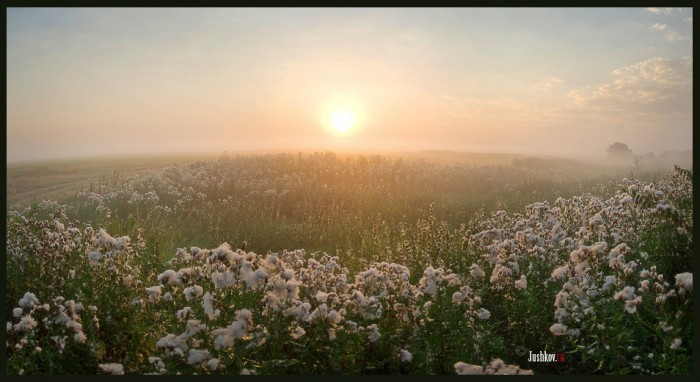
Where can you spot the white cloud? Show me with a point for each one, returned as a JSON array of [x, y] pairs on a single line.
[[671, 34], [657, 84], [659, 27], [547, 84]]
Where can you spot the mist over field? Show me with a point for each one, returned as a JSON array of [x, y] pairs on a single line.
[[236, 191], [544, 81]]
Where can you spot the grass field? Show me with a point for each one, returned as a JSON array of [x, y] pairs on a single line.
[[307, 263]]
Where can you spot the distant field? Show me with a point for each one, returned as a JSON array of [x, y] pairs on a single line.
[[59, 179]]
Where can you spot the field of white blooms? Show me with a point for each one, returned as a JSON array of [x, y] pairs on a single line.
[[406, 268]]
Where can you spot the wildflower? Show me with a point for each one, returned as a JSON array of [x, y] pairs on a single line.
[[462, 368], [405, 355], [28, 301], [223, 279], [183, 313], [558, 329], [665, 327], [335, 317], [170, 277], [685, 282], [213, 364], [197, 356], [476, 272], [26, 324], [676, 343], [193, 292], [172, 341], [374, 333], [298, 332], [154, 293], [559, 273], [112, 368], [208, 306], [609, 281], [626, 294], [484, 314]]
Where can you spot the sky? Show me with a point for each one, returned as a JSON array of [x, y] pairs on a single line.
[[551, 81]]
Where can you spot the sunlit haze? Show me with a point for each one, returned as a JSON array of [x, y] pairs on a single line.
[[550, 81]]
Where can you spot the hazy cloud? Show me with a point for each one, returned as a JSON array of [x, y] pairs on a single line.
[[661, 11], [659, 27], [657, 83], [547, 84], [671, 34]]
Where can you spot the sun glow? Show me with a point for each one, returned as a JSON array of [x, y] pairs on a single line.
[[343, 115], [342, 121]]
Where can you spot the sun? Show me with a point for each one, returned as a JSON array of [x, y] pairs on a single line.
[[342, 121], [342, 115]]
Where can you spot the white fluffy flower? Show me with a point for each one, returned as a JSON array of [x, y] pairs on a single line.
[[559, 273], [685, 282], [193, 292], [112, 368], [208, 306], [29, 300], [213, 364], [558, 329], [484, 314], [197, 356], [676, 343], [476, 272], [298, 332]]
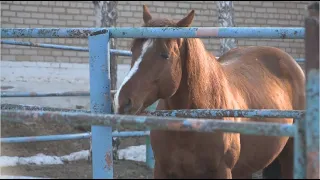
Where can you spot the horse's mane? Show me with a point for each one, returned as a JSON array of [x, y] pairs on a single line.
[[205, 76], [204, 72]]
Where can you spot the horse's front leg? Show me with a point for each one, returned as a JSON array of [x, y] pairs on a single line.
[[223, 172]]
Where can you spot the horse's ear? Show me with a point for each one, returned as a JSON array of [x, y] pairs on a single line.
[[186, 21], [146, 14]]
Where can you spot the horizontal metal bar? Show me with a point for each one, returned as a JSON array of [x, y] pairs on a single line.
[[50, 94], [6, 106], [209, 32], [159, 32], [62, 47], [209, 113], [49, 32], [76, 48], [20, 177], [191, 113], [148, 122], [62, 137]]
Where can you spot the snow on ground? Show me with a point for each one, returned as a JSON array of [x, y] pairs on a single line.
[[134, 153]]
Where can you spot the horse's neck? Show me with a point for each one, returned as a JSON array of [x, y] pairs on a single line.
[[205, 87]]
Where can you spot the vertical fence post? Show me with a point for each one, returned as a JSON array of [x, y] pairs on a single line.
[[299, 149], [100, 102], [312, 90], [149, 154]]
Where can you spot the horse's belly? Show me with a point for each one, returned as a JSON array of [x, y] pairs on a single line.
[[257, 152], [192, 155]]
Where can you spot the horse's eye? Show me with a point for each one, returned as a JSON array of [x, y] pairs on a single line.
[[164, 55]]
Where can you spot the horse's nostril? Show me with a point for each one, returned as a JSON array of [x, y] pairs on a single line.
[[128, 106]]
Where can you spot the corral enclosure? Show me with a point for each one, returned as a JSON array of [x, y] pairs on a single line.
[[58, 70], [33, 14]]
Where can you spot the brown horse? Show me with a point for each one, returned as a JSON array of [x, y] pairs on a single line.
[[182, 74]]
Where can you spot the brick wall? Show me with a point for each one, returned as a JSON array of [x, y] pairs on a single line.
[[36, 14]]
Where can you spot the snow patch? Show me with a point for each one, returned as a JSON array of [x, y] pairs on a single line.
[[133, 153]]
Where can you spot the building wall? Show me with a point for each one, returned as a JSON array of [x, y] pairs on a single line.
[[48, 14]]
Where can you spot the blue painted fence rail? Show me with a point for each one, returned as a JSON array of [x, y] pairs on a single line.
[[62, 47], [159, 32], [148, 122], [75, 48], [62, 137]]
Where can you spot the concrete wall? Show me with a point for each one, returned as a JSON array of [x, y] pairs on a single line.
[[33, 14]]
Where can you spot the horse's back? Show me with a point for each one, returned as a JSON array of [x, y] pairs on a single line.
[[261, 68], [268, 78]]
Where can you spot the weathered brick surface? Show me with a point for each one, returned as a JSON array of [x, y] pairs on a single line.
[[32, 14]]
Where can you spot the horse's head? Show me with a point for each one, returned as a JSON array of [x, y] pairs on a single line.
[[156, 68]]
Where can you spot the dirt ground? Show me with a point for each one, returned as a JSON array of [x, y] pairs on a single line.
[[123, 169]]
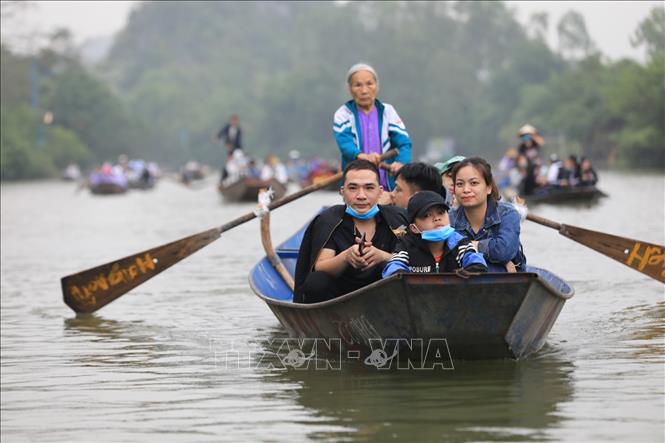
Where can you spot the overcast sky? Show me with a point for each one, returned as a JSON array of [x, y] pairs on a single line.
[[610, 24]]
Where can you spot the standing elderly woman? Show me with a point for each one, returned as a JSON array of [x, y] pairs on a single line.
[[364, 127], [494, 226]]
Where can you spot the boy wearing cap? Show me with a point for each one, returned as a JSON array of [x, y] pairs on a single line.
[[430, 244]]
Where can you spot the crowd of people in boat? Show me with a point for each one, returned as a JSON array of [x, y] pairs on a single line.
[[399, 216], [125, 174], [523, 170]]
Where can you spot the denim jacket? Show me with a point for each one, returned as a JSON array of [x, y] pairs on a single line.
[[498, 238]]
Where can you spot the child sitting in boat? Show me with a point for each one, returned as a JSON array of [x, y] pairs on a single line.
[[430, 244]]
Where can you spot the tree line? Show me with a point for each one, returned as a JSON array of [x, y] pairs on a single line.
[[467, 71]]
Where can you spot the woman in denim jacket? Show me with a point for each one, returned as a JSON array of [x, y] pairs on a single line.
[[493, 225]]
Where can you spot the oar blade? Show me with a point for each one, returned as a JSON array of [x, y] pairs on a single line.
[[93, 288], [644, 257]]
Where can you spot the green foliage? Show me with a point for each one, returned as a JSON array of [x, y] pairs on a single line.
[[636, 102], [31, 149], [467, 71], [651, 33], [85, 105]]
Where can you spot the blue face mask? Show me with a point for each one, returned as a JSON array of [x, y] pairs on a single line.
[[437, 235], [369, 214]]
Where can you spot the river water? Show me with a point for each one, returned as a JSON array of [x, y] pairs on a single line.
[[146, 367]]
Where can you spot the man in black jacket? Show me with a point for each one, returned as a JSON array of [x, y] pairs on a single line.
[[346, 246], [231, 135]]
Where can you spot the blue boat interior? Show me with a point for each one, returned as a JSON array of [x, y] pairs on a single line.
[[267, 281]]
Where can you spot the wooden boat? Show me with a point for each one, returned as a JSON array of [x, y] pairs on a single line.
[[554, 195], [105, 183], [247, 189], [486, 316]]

## AIM
Can you give every row above as a Markdown table with the columns Row and Line, one line of text per table row with its number, skipping blank lines and leaving out the pictures?

## TASK SOLUTION
| Row | Line |
|---|---|
| 1 | Where can you spot the white cloud? Show me with a point for each one, returned as a JSON array of [x, y] pairs on a single line. |
| 2 | [[671, 34], [657, 84], [659, 27], [547, 84]] |
| 3 | Where can you spot the mist over field? Show me with a point for each one, returned as a JSON array of [x, y] pairs on a single line. |
| 4 | [[236, 191], [544, 81]] |
| 5 | Where can you spot the grass field? Show me with a point for each one, returned as a JSON array of [x, y] pairs on a single line. |
| 6 | [[307, 263]] |
| 7 | Where can you spot the distant field? Show me with a point for each one, returned as a JSON array of [x, y] pairs on a single line. |
| 8 | [[59, 179]] |
| 9 | Where can you spot the field of white blooms? Show me with a point for each one, returned as a JSON array of [x, y] pairs on a single line. |
| 10 | [[406, 268]] |
| 11 | Where can you spot the wildflower? Show me with a point for each one, returned as a JSON array of [x, y] pairs on a single line. |
| 12 | [[462, 368], [405, 355], [28, 301], [223, 279], [183, 313], [558, 329], [665, 327], [335, 317], [170, 277], [685, 282], [213, 364], [197, 356], [476, 272], [26, 324], [676, 343], [193, 292], [172, 341], [374, 333], [298, 332], [154, 293], [559, 273], [112, 368], [208, 306], [609, 281], [626, 294], [484, 314]] |
| 13 | Where can you spot the sky? Show me with a point for each one, returned as a JSON array of [x, y] pairs on a single line. |
| 14 | [[551, 81]] |
| 15 | Where can you spot the sunlit haze? Show me with a point for each one, returned as a JSON array of [x, y] pairs on a single line. |
| 16 | [[550, 81]] |
| 17 | Where can you spot the hazy cloud? Show me with a point for each one, returned as a JSON array of [x, y] pairs on a single line. |
| 18 | [[661, 11], [659, 27], [657, 83], [547, 84], [671, 34]] |
| 19 | Where can you spot the sun glow? Show me with a point for each one, returned as a JSON array of [x, y] pairs on a single line. |
| 20 | [[343, 115], [342, 121]] |
| 21 | Where can you spot the sun? Show me with a point for each one, returned as a JSON array of [x, y] pairs on a single line. |
| 22 | [[342, 121], [342, 115]] |
| 23 | Where can you spot the white fluffy flower? Show me with a point for each one, returned as a JSON array of [x, y] pairs on a single line. |
| 24 | [[559, 273], [685, 282], [193, 292], [112, 368], [208, 306], [29, 300], [213, 364], [558, 329], [484, 314], [197, 356], [676, 343], [476, 272], [298, 332]] |
| 25 | Where can you spot the horse's mane? Show me with a point for each one, returned as a JSON array of [x, y] pairs on a single line. |
| 26 | [[205, 76], [204, 72]] |
| 27 | Where can you spot the horse's front leg? Show me with a point for each one, returned as a JSON array of [x, y] pairs on a single line. |
| 28 | [[223, 172]] |
| 29 | Where can you spot the horse's ear? Show me with a point for each one, returned as a JSON array of [x, y] pairs on a single line. |
| 30 | [[186, 21], [146, 14]] |
| 31 | Where can you spot the horizontal metal bar? Show me with a point for each one, returned as a JSON array of [x, y] pairs on a single line. |
| 32 | [[50, 94], [6, 106], [209, 32], [159, 32], [62, 47], [209, 113], [49, 32], [76, 48], [20, 177], [191, 113], [148, 122], [62, 137]] |
| 33 | Where can you spot the snow on ground? Show me with a point for each one, returned as a JSON array of [x, y] pairs on a single line. |
| 34 | [[134, 153]] |
| 35 | Where can you spot the horse's neck? Show me with a point for each one, returned as a JSON array of [x, y] pairs on a single line. |
| 36 | [[205, 87]] |
| 37 | Where can you spot the vertical fence post? Show me with a point for each one, returned as a JSON array of [x, y] pairs on a single line. |
| 38 | [[299, 149], [100, 102], [312, 90], [149, 154]] |
| 39 | Where can you spot the horse's belly? Show me with a point for each one, returned as a JSON array of [x, y] pairs on a single line. |
| 40 | [[257, 152], [192, 155]] |
| 41 | Where can you spot the horse's eye? Show me with a point for each one, returned as a JSON array of [x, y] pairs on a single line. |
| 42 | [[164, 55]] |
| 43 | Where can you spot the horse's nostril? Show me with a point for each one, returned as a JSON array of [x, y] pairs on a single line. |
| 44 | [[128, 106]] |
| 45 | Where can you spot the corral enclosure? Show me with a point for each one, returned as a JSON array of [x, y] pairs on a single line. |
| 46 | [[58, 70], [33, 14]] |
| 47 | Where can you spot the brown horse? Show me with a point for each one, returned as a JSON array of [x, y] pairs on a single line. |
| 48 | [[182, 74]] |
| 49 | Where can you spot the brick wall? Show me with a point for each one, returned as a JSON array of [x, y] pairs on a single line. |
| 50 | [[36, 14]] |
| 51 | Where can you spot the snow patch? Show me with a point for each one, returned as a JSON array of [x, y] pairs on a single line. |
| 52 | [[133, 153]] |
| 53 | Where can you spot the building wall? Show me with a point for each one, returned as a JSON array of [x, y] pairs on a single line. |
| 54 | [[48, 14]] |
| 55 | Where can you spot the blue painted fence rail? Show me with a point for each one, returned as a JSON array of [x, y] pairs on a single line. |
| 56 | [[62, 47], [159, 32], [148, 122], [75, 48], [62, 137]] |
| 57 | Where can you spot the concrete wall? Show me with a point for each one, returned as a JSON array of [x, y] pairs on a single line. |
| 58 | [[33, 14]] |
| 59 | Where can you spot the horse's back? Show me with a point for each one, returned as a JSON array of [x, y] pairs on a single line. |
| 60 | [[261, 68], [268, 78]] |
| 61 | Where can you spot the weathered brick surface? Show me with a point for each one, returned as a JSON array of [x, y] pairs on a single line. |
| 62 | [[32, 14]] |
| 63 | Where can you spot the horse's head? Show me with a point for each one, returned as a JSON array of [x, y] pairs on a single line. |
| 64 | [[156, 68]] |
| 65 | Where can you spot the dirt ground? Show me with a point for each one, returned as a JSON array of [x, y] pairs on a single line. |
| 66 | [[123, 169]] |
| 67 | Where can you spot the overcast sky? Show me with a point for each one, returned as a JSON array of [x, y] pairs on a single line. |
| 68 | [[610, 24]] |
| 69 | Where can you spot the standing elderly woman? Show me with a point for each one, returned as a JSON array of [x, y] pairs on a single line. |
| 70 | [[364, 127], [494, 226]] |
| 71 | Where can you spot the boy wearing cap? Show me with a point for each one, returned as a JSON array of [x, y] pairs on a single line. |
| 72 | [[430, 244]] |
| 73 | Where can you spot the crowd of people in boat? Show me with a point for each one, returned as a JSON array of [x, y] pairs on a single line. |
| 74 | [[399, 216], [125, 174], [523, 170]] |
| 75 | Where can you spot the denim jacket? Show me with a point for each one, returned as a JSON array of [x, y] pairs on a single line. |
| 76 | [[498, 238]] |
| 77 | Where can you spot the child sitting in boat? Show me with a point for each one, returned as a JSON array of [x, y] pairs on a single line. |
| 78 | [[430, 244]] |
| 79 | Where can you spot the tree line? Show me with a point for each one, returned as a JSON array of [x, y] pairs on a single line. |
| 80 | [[467, 71]] |
| 81 | Where can you spot the woman in denim jacket? Show me with a point for each one, returned as a JSON array of [x, y] pairs on a single line. |
| 82 | [[493, 225]] |
| 83 | Where can you spot the oar blade? Show me with a point for each one, returned as a JSON array of [x, y] pairs on a single line. |
| 84 | [[93, 288], [644, 257]] |
| 85 | Where can you spot the green foliage? Show me with a point for each one, returned as a JSON array of [x, y] pairs on a single line. |
| 86 | [[636, 102], [31, 149], [467, 71], [651, 33], [85, 105]] |
| 87 | Where can you spot the blue face mask? Show me with a point for each one, returned as a JSON array of [x, y] pairs on a single line. |
| 88 | [[437, 235], [369, 214]] |
| 89 | Where can you spot the river water? Show me with a point for each one, returned as a JSON array of [x, y] pairs on a single line. |
| 90 | [[146, 367]] |
| 91 | Where can you spot the man in black jacket? Show me with a point for each one, returned as a JSON array of [x, y] pairs on a single line. |
| 92 | [[346, 246], [231, 135]] |
| 93 | Where can you spot the blue boat interior? Show me with a point for each one, returned as a JSON array of [x, y] pairs on a single line. |
| 94 | [[267, 281]] |
| 95 | Where can you spot the wooden boat? Show me with a point for each one, returned as a JSON array of [x, y] pairs on a single line. |
| 96 | [[554, 195], [105, 183], [247, 189], [486, 316]] |